(Stored data)
......

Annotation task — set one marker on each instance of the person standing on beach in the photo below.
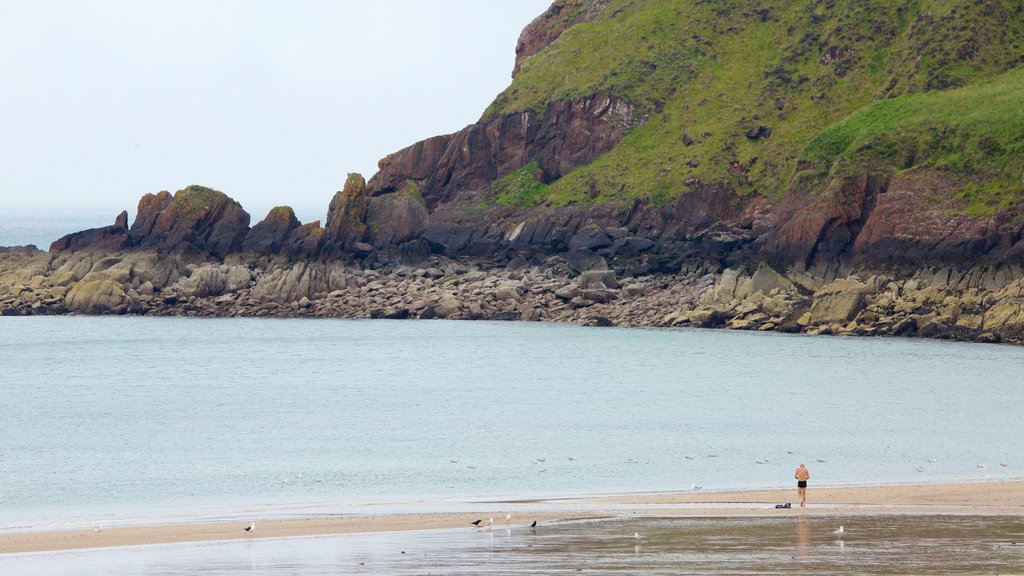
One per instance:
(802, 477)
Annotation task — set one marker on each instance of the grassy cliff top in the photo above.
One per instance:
(715, 76)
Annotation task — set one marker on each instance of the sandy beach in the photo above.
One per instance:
(988, 498)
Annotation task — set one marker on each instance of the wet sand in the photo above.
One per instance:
(974, 499)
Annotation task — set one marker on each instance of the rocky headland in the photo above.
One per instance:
(805, 189)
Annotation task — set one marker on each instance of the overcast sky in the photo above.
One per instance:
(269, 101)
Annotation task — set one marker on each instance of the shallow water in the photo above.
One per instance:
(870, 545)
(108, 418)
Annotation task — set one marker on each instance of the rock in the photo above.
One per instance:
(269, 236)
(589, 237)
(598, 279)
(102, 240)
(759, 132)
(195, 218)
(347, 213)
(586, 260)
(838, 302)
(509, 291)
(97, 296)
(396, 217)
(448, 306)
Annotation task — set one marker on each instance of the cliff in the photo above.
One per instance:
(757, 148)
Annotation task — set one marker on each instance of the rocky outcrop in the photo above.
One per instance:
(270, 235)
(396, 217)
(194, 219)
(566, 135)
(347, 213)
(107, 240)
(548, 27)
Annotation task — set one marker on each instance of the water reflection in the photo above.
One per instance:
(877, 545)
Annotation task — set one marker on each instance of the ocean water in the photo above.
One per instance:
(882, 545)
(146, 418)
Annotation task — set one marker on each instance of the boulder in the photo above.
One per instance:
(194, 218)
(347, 213)
(269, 236)
(396, 217)
(103, 240)
(838, 302)
(586, 260)
(598, 279)
(589, 237)
(97, 296)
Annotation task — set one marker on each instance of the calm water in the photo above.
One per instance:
(802, 545)
(137, 417)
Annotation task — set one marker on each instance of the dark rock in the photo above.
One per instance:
(104, 240)
(589, 237)
(347, 213)
(269, 236)
(396, 217)
(586, 260)
(196, 218)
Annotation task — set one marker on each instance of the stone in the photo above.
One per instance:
(346, 215)
(97, 296)
(269, 236)
(589, 237)
(838, 302)
(598, 279)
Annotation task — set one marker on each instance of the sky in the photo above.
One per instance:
(272, 103)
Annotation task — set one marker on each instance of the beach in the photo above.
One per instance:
(967, 499)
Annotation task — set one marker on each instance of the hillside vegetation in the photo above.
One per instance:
(736, 92)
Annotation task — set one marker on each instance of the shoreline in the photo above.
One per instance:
(970, 498)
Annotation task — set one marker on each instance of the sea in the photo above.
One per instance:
(108, 420)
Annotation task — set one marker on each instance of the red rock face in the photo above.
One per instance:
(568, 135)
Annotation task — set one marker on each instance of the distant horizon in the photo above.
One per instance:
(270, 104)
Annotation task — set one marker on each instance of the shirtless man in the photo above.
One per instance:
(802, 477)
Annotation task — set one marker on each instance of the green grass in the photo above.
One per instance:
(976, 131)
(717, 68)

......

### Aim
Duplicate all of the records above line for line, leaving out the picture.

### Output
Annotation task — set one marker on each instance of the person standing on beach in the photo below.
One per instance:
(802, 477)
Annotation task — set one marker on each instance of the grassy cliff top in the photo above.
One per instance:
(715, 76)
Annotation task — set one marker on each instance of the sandy beach in the photo above.
One per instance:
(988, 498)
Annotation task — set one marker on each instance of the wet sand in the photo above.
One per instance:
(974, 499)
Annotation task — set one marker on each instance of the rocky headland in the photo above.
One per instance:
(805, 189)
Annotation task — set one marker on each instance of the overcast sky in the photo above.
One per instance:
(269, 101)
Annotation task — set one marker on each instance of the shallow water in the photo above.
One per instance:
(870, 545)
(108, 418)
Annotation task — set one marker on each instance of the rock in the photo above.
One per instance:
(269, 236)
(589, 237)
(598, 279)
(102, 240)
(759, 132)
(195, 218)
(347, 213)
(586, 260)
(838, 302)
(509, 291)
(97, 296)
(396, 217)
(448, 306)
Annotation task — set one marker on each instance of the cliff in the photo above.
One per instance:
(757, 148)
Annotation task — set one marker on each instance of the rocky outcrop in the photo above.
One per instance:
(270, 235)
(396, 217)
(194, 219)
(566, 135)
(347, 213)
(107, 240)
(548, 27)
Annotation task — set one marker on each instance of the water reflection in the photo above.
One per instance:
(877, 545)
Annotation task — set one marker on each instance of the ocean water in the photo above.
One per instance:
(882, 545)
(146, 418)
Annotation task — set one marker on each instance of the boulder in the photo above.
One per instance:
(194, 218)
(347, 213)
(269, 236)
(396, 217)
(103, 240)
(838, 302)
(586, 260)
(598, 279)
(589, 237)
(97, 296)
Annotation task — set one marker on each instance of the calm water in the photo above.
One per instance:
(802, 545)
(137, 417)
Annotation task — set one marker on each instance of the dark rock in the photo above.
One per instance:
(104, 240)
(589, 237)
(347, 213)
(269, 236)
(396, 217)
(586, 260)
(196, 218)
Annotation task — set one marker on each instance of the stone in the photo above.
One per instance:
(346, 215)
(97, 296)
(269, 236)
(589, 237)
(838, 302)
(598, 279)
Annotation task — set one marker on each instance of the sky in the photo above.
One per instance:
(272, 103)
Annotation task — set one marker on each instance of the beach in the photo above.
One per instance:
(967, 499)
Annotation task — set one marker on each instance of the hillside vegetation in the photo above.
One per instance:
(736, 92)
Annotation task — set one marker on each instance of the shoreline in the photo above.
One per instance:
(970, 498)
Annotation task — set one marker on each instance of the sea in the photo above.
One per instance:
(108, 420)
Annotation task — set one marker on each instance of the red rock face in the photo above.
One per instance:
(568, 135)
Annotation task — set one marker on each instance of the distant horizon in the photo above.
One per instance:
(270, 104)
Annotation task — set one marker on each instance of the shirtless man in the photo above.
One per instance:
(802, 477)
Annotation task — set one marker on each instance of the green grass in the photo above.
One per instance:
(976, 131)
(717, 68)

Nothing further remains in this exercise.